** PROBLEM SET **
a. In the article on guardrails for Sino-US ties, what organization does Kevin Rudd now lead?
b. From the article on guardrails for Sino-US ties, copy word for word the stretch from "In addition to" through "nonproliferation, Rudd said.".

[READING PASSAGE — start]

'Guardrails' advised to safeguard Sino-US ties
The China-US relationship has immense implications for the rest of the world, so it should be safeguarded with "guardrails" to avoid any unintended escalation that could spiral into a direct armed conflict, a former Australian prime minister said.
"At present, we have a reality of what I describe as 'unmanaged strategic competition' and that is, there aren't many rules of the road left anymore. There aren't any real guardrails," Kevin Rudd said.
Rudd, now president and CEO of Asia Society, made his comments on the China-US relationship at the University of Southern California on Friday. He described current China-US relations as two neighbors welding away in a backyard workshop without wearing rubber-soled shoes, with exposed wires and cables lying everywhere, water on the floor and sparks flying.
"When the political and diplomatic insulation is stripped away from the relationship altogether, which largely happened during the period of the Trump administration, you have exposed wires," Rudd said.
The daily equilibrium in national security terms is established to a series of "push and shove" between the two powers.
"When you have this rolling exercise of push and shove, it doesn't take a lot of imagination to construct a scenario whereby incident, collision of two ships creates crisis, creates escalation, creates conflict and creates war. And regrettably, history is full of such examples. Think 1914," Rudd said.
To avoid such scenario from unfolding, he proposed what he called "managed competition". It calls on the two sides to agree on guardrails, or strategic "rules of the road" to reduce, if not eliminate "the prospect of crisis, conflict and war by accidents in the South China Sea, the East China Sea, Taiwan, cyberspace, space and over the Korean Peninsula".
In addition to building guardrails in the relationship, there should also be "sufficient political and diplomatic space created" for the United States and China to collaborate on issues that benefit the world, namely climate, global financial stability, the next pandemic and nuclear nonproliferation, Rudd said.
When asked whether he sees decoupling happening between the two nations soon, Rudd said he is by instinct "a globalist".

[READING PASSAGE — finish]
[PROVIDED DATA — start]

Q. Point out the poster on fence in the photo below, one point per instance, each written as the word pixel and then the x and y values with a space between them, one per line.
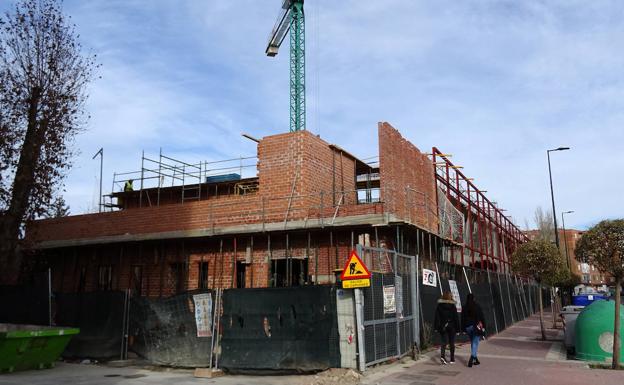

[PROVIDED DATA — finish]

** PER-TASK ANSWERS **
a. Asia Society, where he is president and CEO.

b.
In addition to building guardrails in the relationship, there should also be "sufficient political and diplomatic space created" for the United States and China to collaborate on issues that benefit the world, namely climate, global financial stability, the next pandemic and nuclear nonproliferation, Rudd said.